TEXTE À LIRE:
== == ==
On doit aux commémorations du Centenaire de la Première Guerre mondiale une augmentation du nombre de publications consacrées à la Grande Guerre. Cependant, les publications traitant des conséquences matérielles de la guerre sur le paysage et le bâti sont rares, alors même que les destructions engendrées par le conflit ont été considérables.
Chercheure-partenaire au SIRICE (Sorbonne-Identités, relations internationales et civilisations de l’Europe), UMR 8138, Emmanuelle Danchin a publié Le temps des ruines (1914-1921) aux Presses universitaires de Rennes en 2015.
Nous lui avons posé quelques questions pour mieux connaître les matériaux qui ont nourri son beau travail historique. Ses réponses très fournies nous renseignent également sur le travail de documentation, d’évaluation, de sélection, d’analyse et de contextualisation des sources.
Quelle distinction faites-vous entre « ruine » et « ruine de guerre » ?
La « ruine » n’est pas une « ruine de guerre » et il faut opérer une distinction entre l’une et l’autre car les temporalités ne sont pas les mêmes et les représentations iconographiques qui en découlent non plus.
La « ruine », en effet, procède de l’usure du temps, elle est le fruit de la lente désagrégation des matériaux. Elle témoigne d’un passé et fait référence à une temporalité, celle du temps long. Il s’agit d’une ruine ornementale, envahie par la végétation qui nourrit l’esthétique, parfois réduite à un simple élément de décor. Ses représentations séduisent et laissent aller à la contemplation, à la rêverie, à la mélancolie.
La « ruine de guerre », par contre, est le résultat de l’éclatement brutal et soudain de la matière qui se fend, éclate, se broie et se tord. Elle témoigne du présent et induit une temporalité courte. Elle est le résultat d’une rupture nette et d’une violence exercée contre un bâtiment par l’homme, au moyen de l’artillerie ou d’explosifs. Elle se traduit par un recentrement sur la matière (la pierre, les structures en bois ou en fer), sur les gravats, sur les cassures visibles qui permettent de rendre compte de l’état de la structure d’un bâtiment ou plus largement d’un groupement d’habitations, d’édifices, d’installations industrielles ou agricoles.
Les témoins oculaires des dévastations matérielles de 1914, qu’ils soient reporters, soldats ou civils, ont été vivement touchés par ces ruines de guerre car la brutalité soudaine des destructions les a forcés à reconnaître la violence de la nature humaine. Ceux qui ont voulu immortaliser ces ravages par la photographie, par la peinture, par le dessin ou par le film étaient imprégnés d’une culture visuelle empreinte de la poétique des ruines du XVIIIe siècle et de la vision romantique des ruines du XIXe siècle. Consciemment ou non, ils ont donc parfois, dans leur cadrage ou dans la recomposition des éléments ruinés sur une toile ou sur une feuille de papier, reproduit certains poncifs de la ruine : esthétisation d’un paysage par le choix d’une lumière ou d’une couleur, par la mise en valeur d’une végétation renaissante ; ciel sombre accentuant le côté tragique de la scène ; plan d’eau laissant aller à la mélancolie ; absence d’êtres humains dans la scène soulignant davantage l’idée de désolation, etc…
D’autres, au contraire, s’en sont tenus au constat des destructions, usant alors des procédés classiques du cadrage (gros plan, plan moyen, plan d’ensemble), des angles de prise de vue (de face, de côté, en plongée ou contre-plongée) pour rendre compte des lieux traversés.
== == ==
Entrées issues d'une source de données
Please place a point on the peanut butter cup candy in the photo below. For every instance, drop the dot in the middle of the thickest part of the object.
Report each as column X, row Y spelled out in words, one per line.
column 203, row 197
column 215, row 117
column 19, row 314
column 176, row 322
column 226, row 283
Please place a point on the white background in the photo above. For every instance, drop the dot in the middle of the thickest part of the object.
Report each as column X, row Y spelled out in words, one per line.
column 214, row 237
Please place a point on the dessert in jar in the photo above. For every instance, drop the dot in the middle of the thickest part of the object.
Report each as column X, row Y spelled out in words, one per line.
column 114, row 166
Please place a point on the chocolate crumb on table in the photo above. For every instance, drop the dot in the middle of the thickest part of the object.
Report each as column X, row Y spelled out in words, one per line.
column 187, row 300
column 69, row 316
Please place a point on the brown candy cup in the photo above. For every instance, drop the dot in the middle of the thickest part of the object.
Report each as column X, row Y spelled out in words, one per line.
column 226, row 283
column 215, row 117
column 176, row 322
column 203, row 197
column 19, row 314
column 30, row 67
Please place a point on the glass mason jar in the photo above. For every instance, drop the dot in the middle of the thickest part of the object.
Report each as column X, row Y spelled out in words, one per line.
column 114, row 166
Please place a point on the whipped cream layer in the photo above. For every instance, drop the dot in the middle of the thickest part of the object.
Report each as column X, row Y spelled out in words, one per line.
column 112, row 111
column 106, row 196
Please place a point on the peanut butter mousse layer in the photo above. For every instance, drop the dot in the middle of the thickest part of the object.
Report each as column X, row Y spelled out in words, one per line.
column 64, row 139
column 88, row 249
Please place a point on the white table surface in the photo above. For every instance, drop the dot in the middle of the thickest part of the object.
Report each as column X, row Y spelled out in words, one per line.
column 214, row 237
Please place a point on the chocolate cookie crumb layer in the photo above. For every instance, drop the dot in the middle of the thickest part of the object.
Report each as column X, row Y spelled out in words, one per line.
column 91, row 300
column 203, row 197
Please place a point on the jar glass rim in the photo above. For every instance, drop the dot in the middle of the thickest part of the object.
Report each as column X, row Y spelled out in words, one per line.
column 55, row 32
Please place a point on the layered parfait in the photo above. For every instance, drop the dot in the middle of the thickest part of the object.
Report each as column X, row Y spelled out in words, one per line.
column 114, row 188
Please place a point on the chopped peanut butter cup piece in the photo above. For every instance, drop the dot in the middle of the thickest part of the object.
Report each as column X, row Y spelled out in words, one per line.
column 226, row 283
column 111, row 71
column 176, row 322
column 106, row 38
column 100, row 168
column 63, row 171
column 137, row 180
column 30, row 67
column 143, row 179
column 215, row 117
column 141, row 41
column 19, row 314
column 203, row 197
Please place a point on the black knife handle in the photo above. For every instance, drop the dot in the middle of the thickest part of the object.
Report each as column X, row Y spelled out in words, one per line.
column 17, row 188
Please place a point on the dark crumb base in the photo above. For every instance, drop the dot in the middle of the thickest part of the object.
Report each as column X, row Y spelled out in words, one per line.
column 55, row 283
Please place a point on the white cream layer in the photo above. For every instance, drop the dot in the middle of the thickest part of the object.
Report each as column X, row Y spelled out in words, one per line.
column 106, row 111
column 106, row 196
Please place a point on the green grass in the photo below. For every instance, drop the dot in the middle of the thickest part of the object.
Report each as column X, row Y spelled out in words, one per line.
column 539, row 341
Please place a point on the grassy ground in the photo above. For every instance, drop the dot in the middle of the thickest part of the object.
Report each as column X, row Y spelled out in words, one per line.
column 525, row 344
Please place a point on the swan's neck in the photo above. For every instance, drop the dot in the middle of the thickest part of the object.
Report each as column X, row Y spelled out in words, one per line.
== == ==
TRAVAIL À RÉALISER: Recopiez fidèlement le passage de l'entretien sur les ruines de guerre compris entre « Chercheure-partenaire au SIRICE » et « découlent non plus. », ces deux extrémités incluses.

RÉPONSE PROPOSÉE:
Chercheure-partenaire au SIRICE (Sorbonne-Identités, relations internationales et civilisations de l’Europe), UMR 8138, Emmanuelle Danchin a publié Le temps des ruines (1914-1921) aux Presses universitaires de Rennes en 2015.
Nous lui avons posé quelques questions pour mieux connaître les matériaux qui ont nourri son beau travail historique. Ses réponses très fournies nous renseignent également sur le travail de documentation, d’évaluation, de sélection, d’analyse et de contextualisation des sources.
Quelle distinction faites-vous entre « ruine » et « ruine de guerre » ?
La « ruine » n’est pas une « ruine de guerre » et il faut opérer une distinction entre l’une et l’autre car les temporalités ne sont pas les mêmes et les représentations iconographiques qui en découlent non plus.